>> start Dataset records
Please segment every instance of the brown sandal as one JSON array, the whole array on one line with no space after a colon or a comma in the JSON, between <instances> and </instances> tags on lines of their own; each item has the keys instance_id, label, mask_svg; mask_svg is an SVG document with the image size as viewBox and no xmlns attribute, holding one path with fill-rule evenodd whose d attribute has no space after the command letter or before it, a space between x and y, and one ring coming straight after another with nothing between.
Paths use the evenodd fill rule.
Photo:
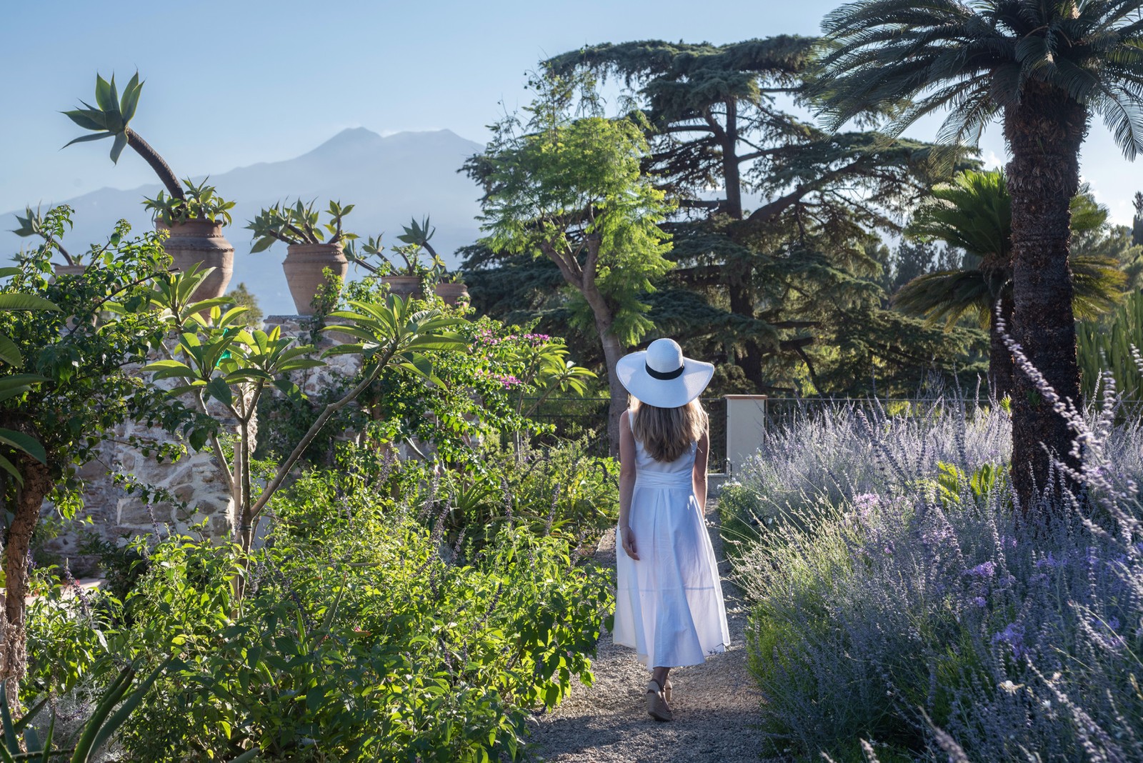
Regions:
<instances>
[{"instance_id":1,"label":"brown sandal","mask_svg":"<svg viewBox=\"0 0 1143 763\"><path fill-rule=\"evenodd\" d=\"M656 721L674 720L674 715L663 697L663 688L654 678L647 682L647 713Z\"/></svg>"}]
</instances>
>> end Dataset records
>> start Dataset records
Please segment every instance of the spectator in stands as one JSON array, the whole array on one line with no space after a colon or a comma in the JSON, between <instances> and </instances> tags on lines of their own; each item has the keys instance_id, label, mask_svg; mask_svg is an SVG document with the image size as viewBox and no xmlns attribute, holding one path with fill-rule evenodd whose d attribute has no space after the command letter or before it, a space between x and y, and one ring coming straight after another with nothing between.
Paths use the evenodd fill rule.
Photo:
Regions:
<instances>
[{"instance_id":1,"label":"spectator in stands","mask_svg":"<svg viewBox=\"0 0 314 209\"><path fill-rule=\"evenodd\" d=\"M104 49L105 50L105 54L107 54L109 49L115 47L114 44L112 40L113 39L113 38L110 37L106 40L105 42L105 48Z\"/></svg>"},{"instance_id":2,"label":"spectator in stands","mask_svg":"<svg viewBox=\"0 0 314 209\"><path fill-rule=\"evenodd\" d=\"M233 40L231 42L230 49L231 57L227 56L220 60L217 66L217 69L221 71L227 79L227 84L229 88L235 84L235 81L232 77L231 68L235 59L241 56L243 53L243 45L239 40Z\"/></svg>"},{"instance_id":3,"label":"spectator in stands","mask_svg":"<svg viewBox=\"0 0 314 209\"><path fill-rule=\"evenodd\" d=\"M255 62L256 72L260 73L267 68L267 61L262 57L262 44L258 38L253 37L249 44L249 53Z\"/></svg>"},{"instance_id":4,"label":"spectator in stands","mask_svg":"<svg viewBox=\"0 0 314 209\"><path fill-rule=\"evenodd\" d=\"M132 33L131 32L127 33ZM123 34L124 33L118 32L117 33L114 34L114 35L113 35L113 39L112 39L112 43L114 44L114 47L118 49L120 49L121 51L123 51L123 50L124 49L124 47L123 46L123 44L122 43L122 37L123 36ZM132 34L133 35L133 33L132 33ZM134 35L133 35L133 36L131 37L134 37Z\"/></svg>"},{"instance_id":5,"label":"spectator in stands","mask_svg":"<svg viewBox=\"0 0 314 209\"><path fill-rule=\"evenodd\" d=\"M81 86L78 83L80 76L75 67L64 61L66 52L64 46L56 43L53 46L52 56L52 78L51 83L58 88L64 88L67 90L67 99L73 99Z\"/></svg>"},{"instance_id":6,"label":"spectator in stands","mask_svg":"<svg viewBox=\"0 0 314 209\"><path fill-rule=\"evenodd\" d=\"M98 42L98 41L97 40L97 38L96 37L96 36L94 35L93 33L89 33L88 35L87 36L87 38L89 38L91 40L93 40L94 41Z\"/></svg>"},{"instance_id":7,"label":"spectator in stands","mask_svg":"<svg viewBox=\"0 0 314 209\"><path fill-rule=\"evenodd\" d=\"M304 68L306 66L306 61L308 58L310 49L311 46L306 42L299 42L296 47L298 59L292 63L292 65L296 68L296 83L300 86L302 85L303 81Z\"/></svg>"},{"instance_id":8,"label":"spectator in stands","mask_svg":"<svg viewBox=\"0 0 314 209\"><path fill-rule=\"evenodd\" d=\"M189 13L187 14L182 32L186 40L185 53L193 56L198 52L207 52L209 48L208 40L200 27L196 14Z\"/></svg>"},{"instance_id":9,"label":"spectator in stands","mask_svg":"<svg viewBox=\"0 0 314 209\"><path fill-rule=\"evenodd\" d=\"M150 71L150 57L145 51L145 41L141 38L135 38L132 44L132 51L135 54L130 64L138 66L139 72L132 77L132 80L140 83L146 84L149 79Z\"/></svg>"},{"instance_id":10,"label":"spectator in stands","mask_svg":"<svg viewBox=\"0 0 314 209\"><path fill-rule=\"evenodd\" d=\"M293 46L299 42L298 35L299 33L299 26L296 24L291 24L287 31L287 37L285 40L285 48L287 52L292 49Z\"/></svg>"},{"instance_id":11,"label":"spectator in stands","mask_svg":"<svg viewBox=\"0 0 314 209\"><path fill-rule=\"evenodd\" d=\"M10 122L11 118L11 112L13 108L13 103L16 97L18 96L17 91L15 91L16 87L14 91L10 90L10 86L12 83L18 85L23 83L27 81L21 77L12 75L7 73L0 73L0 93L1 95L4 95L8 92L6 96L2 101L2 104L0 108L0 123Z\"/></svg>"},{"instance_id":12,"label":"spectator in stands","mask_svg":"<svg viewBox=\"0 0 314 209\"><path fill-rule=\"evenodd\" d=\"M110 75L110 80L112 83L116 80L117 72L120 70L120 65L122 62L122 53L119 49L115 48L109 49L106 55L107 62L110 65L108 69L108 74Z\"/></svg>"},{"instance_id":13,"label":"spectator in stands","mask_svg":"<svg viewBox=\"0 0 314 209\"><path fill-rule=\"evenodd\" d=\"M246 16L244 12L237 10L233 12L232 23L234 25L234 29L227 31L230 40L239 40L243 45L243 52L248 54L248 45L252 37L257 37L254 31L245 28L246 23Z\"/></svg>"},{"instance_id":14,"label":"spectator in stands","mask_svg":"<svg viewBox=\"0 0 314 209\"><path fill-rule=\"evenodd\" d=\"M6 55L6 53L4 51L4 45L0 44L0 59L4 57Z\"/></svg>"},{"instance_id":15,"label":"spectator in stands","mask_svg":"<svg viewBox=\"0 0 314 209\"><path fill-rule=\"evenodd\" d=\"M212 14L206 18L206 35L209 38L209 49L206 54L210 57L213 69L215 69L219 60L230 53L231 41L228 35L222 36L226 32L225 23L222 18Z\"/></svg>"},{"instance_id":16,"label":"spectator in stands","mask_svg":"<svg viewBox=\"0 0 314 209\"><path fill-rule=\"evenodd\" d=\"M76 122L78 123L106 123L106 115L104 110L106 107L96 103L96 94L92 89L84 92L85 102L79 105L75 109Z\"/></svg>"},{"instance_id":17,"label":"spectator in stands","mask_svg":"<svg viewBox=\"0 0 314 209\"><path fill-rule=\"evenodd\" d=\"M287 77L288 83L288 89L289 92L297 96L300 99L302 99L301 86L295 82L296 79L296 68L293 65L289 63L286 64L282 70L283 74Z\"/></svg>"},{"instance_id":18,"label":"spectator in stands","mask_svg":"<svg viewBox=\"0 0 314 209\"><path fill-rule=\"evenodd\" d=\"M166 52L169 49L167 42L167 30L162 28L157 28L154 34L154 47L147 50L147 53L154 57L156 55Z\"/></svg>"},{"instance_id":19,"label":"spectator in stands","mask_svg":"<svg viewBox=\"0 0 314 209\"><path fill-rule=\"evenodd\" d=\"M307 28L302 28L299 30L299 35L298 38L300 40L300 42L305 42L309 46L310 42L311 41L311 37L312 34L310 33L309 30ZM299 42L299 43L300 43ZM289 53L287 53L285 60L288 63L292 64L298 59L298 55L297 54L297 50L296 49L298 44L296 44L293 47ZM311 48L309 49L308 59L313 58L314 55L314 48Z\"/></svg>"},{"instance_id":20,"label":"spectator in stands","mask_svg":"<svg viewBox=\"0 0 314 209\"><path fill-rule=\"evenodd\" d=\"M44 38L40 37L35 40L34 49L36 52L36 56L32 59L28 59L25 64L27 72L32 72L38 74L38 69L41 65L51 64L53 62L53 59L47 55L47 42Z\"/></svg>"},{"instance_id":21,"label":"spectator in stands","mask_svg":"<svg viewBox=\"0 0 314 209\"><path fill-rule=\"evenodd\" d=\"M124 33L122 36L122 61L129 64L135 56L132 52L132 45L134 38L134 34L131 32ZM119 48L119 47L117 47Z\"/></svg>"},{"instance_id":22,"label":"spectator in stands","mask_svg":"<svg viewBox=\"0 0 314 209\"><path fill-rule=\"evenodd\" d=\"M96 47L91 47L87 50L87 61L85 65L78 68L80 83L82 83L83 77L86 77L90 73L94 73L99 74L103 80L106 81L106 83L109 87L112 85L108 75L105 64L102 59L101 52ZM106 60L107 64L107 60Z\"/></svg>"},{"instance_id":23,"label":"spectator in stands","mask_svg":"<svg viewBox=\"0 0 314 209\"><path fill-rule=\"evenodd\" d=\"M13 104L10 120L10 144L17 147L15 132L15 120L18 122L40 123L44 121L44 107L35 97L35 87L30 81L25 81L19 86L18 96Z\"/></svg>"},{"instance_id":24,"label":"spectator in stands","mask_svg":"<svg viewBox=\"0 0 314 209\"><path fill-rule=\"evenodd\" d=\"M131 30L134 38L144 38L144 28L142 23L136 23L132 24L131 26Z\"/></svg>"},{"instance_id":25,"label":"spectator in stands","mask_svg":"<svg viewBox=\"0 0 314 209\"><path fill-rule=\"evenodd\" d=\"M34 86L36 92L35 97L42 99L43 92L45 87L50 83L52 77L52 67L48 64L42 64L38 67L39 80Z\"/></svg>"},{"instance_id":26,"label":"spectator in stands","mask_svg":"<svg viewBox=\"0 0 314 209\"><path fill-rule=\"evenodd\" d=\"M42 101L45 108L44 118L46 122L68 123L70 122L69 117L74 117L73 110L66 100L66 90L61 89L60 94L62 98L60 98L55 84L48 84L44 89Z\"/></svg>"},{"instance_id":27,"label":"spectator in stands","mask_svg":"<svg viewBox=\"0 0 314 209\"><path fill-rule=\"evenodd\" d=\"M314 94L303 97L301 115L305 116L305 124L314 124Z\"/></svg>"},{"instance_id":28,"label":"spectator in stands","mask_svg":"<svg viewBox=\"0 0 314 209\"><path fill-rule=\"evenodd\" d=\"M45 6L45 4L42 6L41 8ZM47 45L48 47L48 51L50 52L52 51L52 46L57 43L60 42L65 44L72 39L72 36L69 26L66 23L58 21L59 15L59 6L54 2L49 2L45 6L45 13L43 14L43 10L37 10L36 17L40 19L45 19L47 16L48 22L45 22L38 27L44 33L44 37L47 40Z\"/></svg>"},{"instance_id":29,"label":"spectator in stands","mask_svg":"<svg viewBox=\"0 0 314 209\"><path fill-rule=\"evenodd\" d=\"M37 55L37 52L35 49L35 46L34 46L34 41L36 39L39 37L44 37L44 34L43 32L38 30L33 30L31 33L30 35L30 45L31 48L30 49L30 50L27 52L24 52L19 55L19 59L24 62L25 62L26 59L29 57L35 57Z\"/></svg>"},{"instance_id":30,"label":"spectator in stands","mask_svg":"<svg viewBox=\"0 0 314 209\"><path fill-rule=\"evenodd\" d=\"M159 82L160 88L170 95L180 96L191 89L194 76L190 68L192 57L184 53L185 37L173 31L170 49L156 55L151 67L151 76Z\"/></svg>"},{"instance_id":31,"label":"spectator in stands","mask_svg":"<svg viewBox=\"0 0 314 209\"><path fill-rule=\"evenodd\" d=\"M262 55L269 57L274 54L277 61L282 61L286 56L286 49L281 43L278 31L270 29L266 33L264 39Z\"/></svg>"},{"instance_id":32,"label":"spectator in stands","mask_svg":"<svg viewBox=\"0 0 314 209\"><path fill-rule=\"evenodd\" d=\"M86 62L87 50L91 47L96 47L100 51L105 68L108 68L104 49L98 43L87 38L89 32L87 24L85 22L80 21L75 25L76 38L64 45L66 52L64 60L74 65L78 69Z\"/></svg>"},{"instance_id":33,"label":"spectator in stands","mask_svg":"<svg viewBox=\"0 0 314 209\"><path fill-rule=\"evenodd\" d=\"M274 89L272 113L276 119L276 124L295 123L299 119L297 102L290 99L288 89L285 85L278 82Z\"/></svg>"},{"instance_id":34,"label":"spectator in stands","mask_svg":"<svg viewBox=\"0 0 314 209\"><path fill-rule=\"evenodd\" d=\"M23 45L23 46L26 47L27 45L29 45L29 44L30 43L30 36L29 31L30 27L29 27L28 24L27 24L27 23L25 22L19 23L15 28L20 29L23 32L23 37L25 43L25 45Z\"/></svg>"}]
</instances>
>> end Dataset records
Required work – Pull out every line of the entries above that contains the word "brown", counting only matches with the same capitalization.

Expected output –
Please segment every instance of the brown sandal as one JSON array, the whole array on one line with no space after a colon or a comma in the JSON, between <instances> and </instances> tags on lines of their own; each item has the keys instance_id, label, mask_svg; mask_svg is an SVG document with the image size as viewBox and no xmlns attribute, holding one path with fill-rule evenodd whose d attribute has no space after the command letter or before it, a space between x and y, and one ring coming straight after another with nothing between.
[{"instance_id":1,"label":"brown sandal","mask_svg":"<svg viewBox=\"0 0 1143 763\"><path fill-rule=\"evenodd\" d=\"M656 721L674 720L674 715L663 697L663 688L654 678L647 682L647 713Z\"/></svg>"}]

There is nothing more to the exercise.